Devant ce relatif succès ou ce relatif insuccès du serpent monétaire, les Européens, en 1979, mettaient en place le système monétaire européen. C'était l'idée déjà de Werner, puisque le rapport Werner préfigurait le système monétaire européen. Vous trouvez dans les archives de Pierre Werner une lettre d'Helmut Schmidt pour le soixante-cinquième anniversaire de Werner, où en 1979, Schmidt lui écrit une lettre où il s'exprime sur le mode laudatif en relation avec la création du système monétaire européenne, en rappelant que cette idée fut à la base du rapport Werner de 1970. On met en place le système monétaire, sous l'impulsion effective et réelle de Giscard d'Estaing et de Helmut Schmidt qui peuvent revendiquer la paternité pour le système monétaire européen qui avait été préfiguré par Pierre Werner. Et je dois à la vérité de dire que Gaston Thorn, Premier ministre à l'époque – vous lirez ça dans les mémoires d'Helmut Schmidt – contribua pour beaucoup in fine à l'accord européen qui fut ficelé dans une ville allemande dont je ne me rappelle plus le nom, mais je crois que c'était Hambourg.

DONNÉES RECUEILLIES —
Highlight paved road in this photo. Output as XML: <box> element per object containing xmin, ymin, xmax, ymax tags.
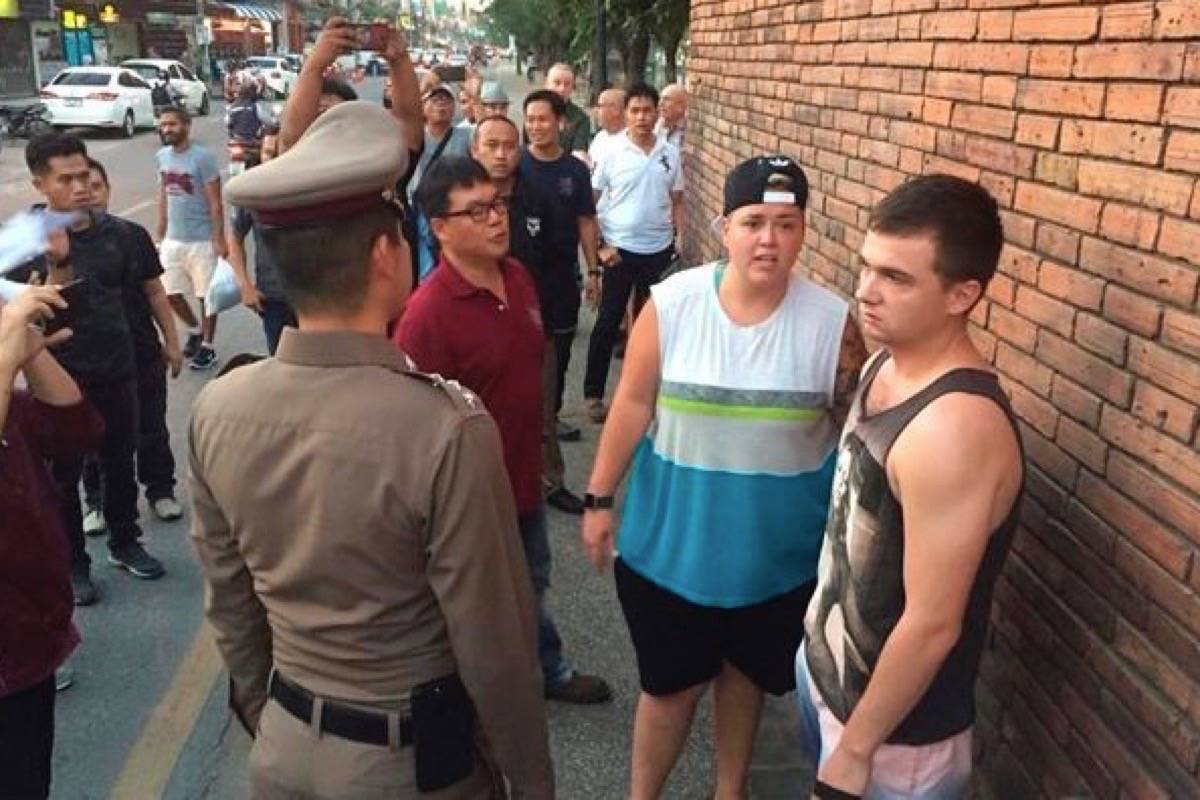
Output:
<box><xmin>0</xmin><ymin>65</ymin><xmax>802</xmax><ymax>800</ymax></box>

CONSIGNES —
(a) Répondez aux questions suivantes d'après le texte sur le système monétaire européen, en une ligne par réponse :
(i) En quelle année les Européens mettent-ils en place le système monétaire européen ?
(ii) À quelle occasion Helmut Schmidt adresse-t-il une lettre à Pierre Werner ?
(iii) Quelle fonction Gaston Thorn occupait-il à l'époque ?
(b) Traduisez en anglais la phrase suivante du texte sur le système monétaire européen : « C'était l'idée déjà de Werner, puisque le rapport Werner préfigurait le système monétaire européen. »
(c) Poursuivez le texte sur le système monétaire européen en reprenant juste après sa dernière phrase.
La liste n'est d'aucune utilité ici.

RÉPONSES —
(a)
(i) En 1979.
(ii) Pour le soixante-cinquième anniversaire de Pierre Werner.
(iii) Il était Premier ministre.

(b) It was already Werner's idea, since the Werner report foreshadowed the European Monetary System.

(c)
Le système mis en place visait des taux de change stables, mais ajustables. Donc, plus cette idée de l'irrévocabilité des taux de change, mais un système qui permettait aux États membres de respirer, mais qui se distinguait par la stabilité du concept et par la faculté d'ajustement dans les méandres du détail. Le mécanisme du taux de change, le TMC comme on disait à l'époque, avait prévu une marge de 2,25 % par rapport au taux pivot, permettant pour le reste à l'Italie de pouvoir disposer d'une marge de 6 %, ce qui déjà à l'époque dénotait la volonté de ceux qui nous dirigeaient alors de prendre conscience du fait que les économies ne se trouvaient pas exactement au même niveau d'ajustement. Mais on ne pouvait pas, comme ça, parce que l'idée soudainement se serait installée dans la tête d'un dirigeant européen, aligner, réaligner, évaluer, réévaluer, apprécier, déprécier les monnaies nationales, parce qu'il fallait l'accord de tous les gouvernements, et, ce qu'on oublie souvent, l'accord de la Commission. Nous sommes plusieurs dans cette salle, notamment mon cher Jacques Santer et moi-même, à avoir assisté à d'innombrables séances d'alignement, de réalignement. En règle générale, ça commence le vendredi soir au téléphone et ça se passe le dimanche soir à Bruxelles et ça doit se terminer à une heure du matin, le lundi matin, parce que la bourse de Hong Kong ouvre à une heure du matin, les lundis matins.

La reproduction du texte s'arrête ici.